**Items from a dataset:**
[Start of section]
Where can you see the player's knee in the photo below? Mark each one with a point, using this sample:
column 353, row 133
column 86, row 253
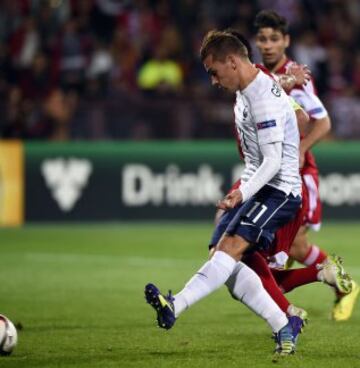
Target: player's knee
column 235, row 246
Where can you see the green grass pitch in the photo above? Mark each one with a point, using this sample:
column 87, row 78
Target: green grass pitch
column 78, row 292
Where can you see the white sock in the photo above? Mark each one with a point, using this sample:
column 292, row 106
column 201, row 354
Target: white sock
column 210, row 277
column 245, row 285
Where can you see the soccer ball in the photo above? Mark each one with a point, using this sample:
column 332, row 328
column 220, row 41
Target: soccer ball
column 8, row 336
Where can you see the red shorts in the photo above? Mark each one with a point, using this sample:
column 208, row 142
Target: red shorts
[End of section]
**How to complete this task:**
Copy all records exactly; omit images.

**The completed task:**
Where can you see the player's knee in the photo below? Mark each one with a point, using this sample:
column 353, row 133
column 86, row 253
Target: player's knee
column 235, row 246
Where can you see the green grass pitch in the photo above? Mark each one with a point, using this sample:
column 87, row 78
Target: green grass pitch
column 78, row 292
Where can you see the white sock in the photo above? Mark each one with a point, using this sample:
column 292, row 106
column 201, row 354
Target: white sock
column 210, row 277
column 245, row 285
Where can you see the soccer ball in the photo above? Mark each one with a point, using this sample:
column 332, row 328
column 220, row 41
Target: soccer ball
column 8, row 336
Where can you see the red shorts in the photo above? Mark each one with a point, using this sample:
column 208, row 142
Target: red shorts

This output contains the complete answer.